#### [STATED GOAL]
Write out only the lines from the line that holds "Target: camouflage trousers" to the end of the listing below, inclusive, with the pictures omitted.

#### [STORED DATA]
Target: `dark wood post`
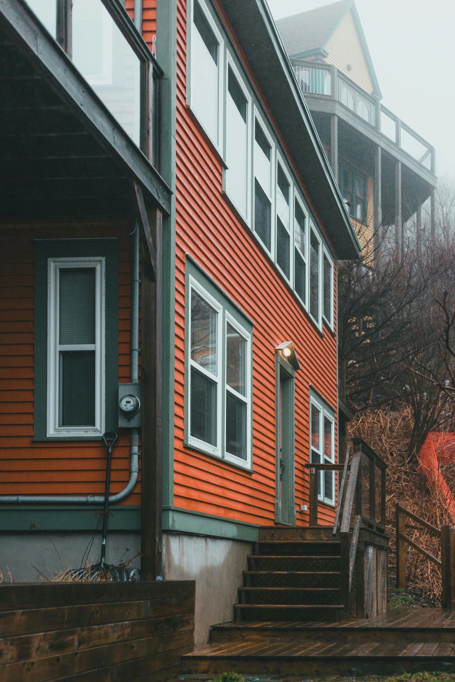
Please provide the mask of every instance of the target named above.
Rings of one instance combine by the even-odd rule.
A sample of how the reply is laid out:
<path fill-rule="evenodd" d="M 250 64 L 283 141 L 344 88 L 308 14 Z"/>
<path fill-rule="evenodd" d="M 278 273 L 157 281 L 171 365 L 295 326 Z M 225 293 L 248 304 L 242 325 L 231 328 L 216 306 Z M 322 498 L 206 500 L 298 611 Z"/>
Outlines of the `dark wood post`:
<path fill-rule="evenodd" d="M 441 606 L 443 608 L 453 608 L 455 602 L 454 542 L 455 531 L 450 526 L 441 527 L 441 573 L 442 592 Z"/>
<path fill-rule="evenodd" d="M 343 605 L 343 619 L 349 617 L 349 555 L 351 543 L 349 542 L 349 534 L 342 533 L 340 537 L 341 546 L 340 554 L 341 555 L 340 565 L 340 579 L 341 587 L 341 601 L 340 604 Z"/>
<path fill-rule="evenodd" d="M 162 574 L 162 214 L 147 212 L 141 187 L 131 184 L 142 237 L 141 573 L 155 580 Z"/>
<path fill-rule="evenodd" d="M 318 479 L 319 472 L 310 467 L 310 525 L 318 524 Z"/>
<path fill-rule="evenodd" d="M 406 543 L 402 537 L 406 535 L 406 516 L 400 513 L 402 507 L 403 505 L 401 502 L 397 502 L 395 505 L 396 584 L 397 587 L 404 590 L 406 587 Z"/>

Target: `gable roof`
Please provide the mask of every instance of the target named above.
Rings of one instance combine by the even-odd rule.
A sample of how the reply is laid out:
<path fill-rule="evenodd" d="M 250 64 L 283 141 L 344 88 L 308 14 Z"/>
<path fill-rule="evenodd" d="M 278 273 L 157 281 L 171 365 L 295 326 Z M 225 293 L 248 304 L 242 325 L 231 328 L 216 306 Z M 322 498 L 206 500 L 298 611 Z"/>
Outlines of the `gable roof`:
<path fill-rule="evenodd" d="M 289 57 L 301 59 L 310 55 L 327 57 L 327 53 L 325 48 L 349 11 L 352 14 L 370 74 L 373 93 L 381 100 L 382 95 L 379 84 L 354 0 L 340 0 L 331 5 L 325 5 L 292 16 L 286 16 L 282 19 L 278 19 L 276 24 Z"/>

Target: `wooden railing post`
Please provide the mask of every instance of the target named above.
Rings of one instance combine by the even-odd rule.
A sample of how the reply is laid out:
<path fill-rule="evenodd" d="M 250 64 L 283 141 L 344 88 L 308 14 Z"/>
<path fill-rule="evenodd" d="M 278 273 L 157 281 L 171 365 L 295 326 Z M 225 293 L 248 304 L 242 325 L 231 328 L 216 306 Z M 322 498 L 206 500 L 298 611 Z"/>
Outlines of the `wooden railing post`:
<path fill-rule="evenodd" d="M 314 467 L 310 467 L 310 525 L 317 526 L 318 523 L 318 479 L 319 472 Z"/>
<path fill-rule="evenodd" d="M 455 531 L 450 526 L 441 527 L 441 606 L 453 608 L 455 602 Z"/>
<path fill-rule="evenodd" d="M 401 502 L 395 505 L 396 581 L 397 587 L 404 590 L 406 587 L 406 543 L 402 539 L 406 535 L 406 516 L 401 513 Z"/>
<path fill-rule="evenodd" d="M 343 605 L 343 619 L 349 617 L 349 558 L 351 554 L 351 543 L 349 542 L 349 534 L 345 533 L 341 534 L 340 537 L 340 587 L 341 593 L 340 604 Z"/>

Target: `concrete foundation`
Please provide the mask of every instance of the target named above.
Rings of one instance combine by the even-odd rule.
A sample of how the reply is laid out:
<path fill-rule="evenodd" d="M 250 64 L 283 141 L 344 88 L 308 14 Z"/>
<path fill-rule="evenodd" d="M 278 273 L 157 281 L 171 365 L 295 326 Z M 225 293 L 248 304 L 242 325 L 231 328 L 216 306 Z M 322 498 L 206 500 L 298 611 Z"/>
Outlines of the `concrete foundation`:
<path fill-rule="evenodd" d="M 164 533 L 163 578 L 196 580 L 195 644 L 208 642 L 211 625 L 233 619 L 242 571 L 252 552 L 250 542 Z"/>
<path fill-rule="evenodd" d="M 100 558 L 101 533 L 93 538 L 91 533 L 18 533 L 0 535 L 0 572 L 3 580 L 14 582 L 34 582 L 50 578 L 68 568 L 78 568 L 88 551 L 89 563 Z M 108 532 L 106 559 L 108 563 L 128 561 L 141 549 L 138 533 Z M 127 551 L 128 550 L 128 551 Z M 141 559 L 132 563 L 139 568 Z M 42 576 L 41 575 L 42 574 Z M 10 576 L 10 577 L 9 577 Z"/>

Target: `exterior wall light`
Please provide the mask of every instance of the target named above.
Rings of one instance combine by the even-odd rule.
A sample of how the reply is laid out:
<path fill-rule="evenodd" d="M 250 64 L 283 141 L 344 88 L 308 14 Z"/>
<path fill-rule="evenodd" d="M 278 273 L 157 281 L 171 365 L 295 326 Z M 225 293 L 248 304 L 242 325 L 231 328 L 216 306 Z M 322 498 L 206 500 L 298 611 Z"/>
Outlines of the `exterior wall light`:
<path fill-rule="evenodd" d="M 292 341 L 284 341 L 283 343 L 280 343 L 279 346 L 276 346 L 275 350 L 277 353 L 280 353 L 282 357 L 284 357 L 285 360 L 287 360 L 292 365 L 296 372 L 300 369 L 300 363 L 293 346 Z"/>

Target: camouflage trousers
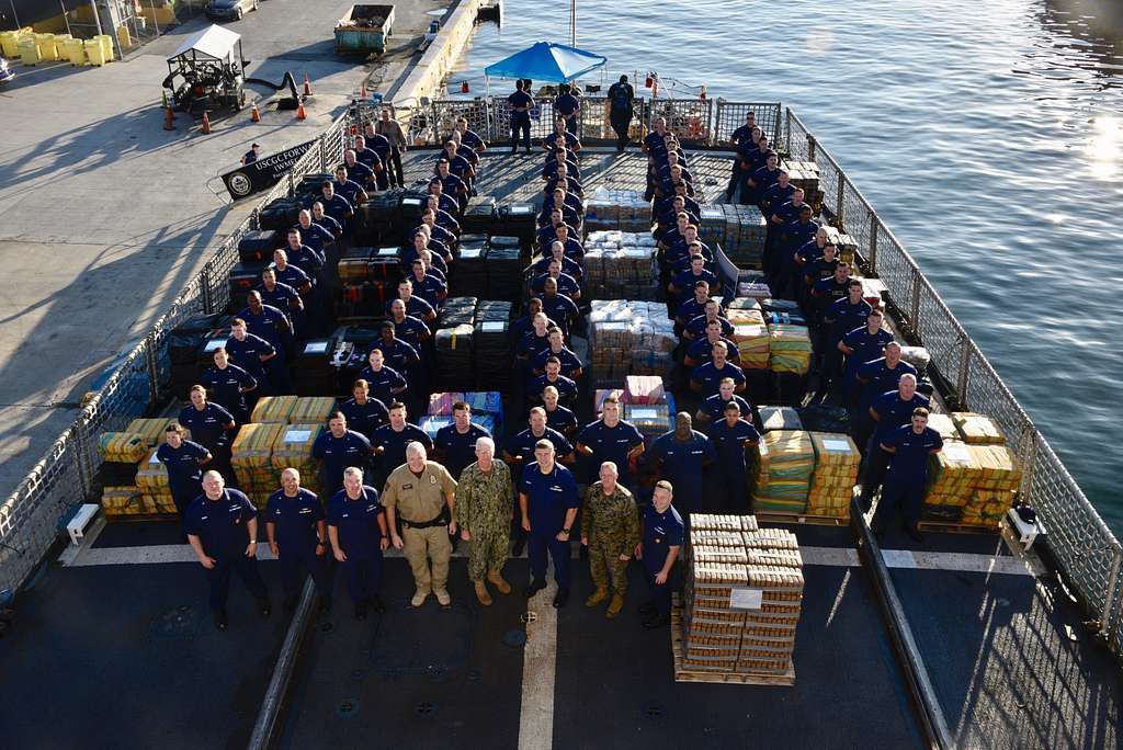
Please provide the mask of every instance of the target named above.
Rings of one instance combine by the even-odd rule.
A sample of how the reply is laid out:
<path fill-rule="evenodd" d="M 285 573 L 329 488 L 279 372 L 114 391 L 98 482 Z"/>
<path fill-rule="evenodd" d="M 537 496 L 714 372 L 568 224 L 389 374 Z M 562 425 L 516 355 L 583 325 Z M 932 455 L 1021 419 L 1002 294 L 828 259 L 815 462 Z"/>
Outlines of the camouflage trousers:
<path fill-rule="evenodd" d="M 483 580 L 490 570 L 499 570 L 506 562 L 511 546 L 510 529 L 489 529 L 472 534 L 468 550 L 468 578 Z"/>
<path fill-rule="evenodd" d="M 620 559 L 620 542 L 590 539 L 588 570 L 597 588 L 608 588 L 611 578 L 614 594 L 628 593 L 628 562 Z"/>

#### [OUTPUT OF THE TASK]
Target: camouflage trousers
Please provide the mask of every instance of the target named above.
Rings of one instance combine by the even-odd rule.
A sample of how the reply is laid out:
<path fill-rule="evenodd" d="M 285 573 L 329 488 L 279 372 L 114 391 L 98 482 Z"/>
<path fill-rule="evenodd" d="M 537 496 L 714 372 L 568 224 L 389 374 Z M 562 425 L 516 355 L 583 325 Z M 932 455 L 1021 419 L 1002 294 L 828 259 L 815 462 Z"/>
Outlines of the camouflage trousers:
<path fill-rule="evenodd" d="M 483 580 L 490 570 L 499 570 L 506 562 L 511 546 L 510 529 L 489 529 L 472 534 L 468 550 L 468 578 Z"/>
<path fill-rule="evenodd" d="M 620 559 L 620 542 L 590 539 L 588 570 L 597 588 L 608 588 L 611 578 L 614 594 L 628 593 L 628 562 Z"/>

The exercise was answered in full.